══ Input data ══

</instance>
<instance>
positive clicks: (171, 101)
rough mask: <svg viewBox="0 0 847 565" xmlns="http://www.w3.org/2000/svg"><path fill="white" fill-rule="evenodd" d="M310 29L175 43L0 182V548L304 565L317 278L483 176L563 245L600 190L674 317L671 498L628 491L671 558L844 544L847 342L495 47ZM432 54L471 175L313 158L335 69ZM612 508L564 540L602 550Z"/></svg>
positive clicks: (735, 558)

═══

Write out every line of the material above again, without changing a single character.

</instance>
<instance>
positive clicks: (171, 101)
rough mask: <svg viewBox="0 0 847 565" xmlns="http://www.w3.org/2000/svg"><path fill="white" fill-rule="evenodd" d="M310 29L175 43L0 182V548L304 565L317 278L483 176L563 245L600 190L674 317L671 498L628 491L671 558L844 544L847 342L495 47ZM432 54L471 175L313 158L335 69ZM612 508L564 540L602 550Z"/></svg>
positive clicks: (735, 558)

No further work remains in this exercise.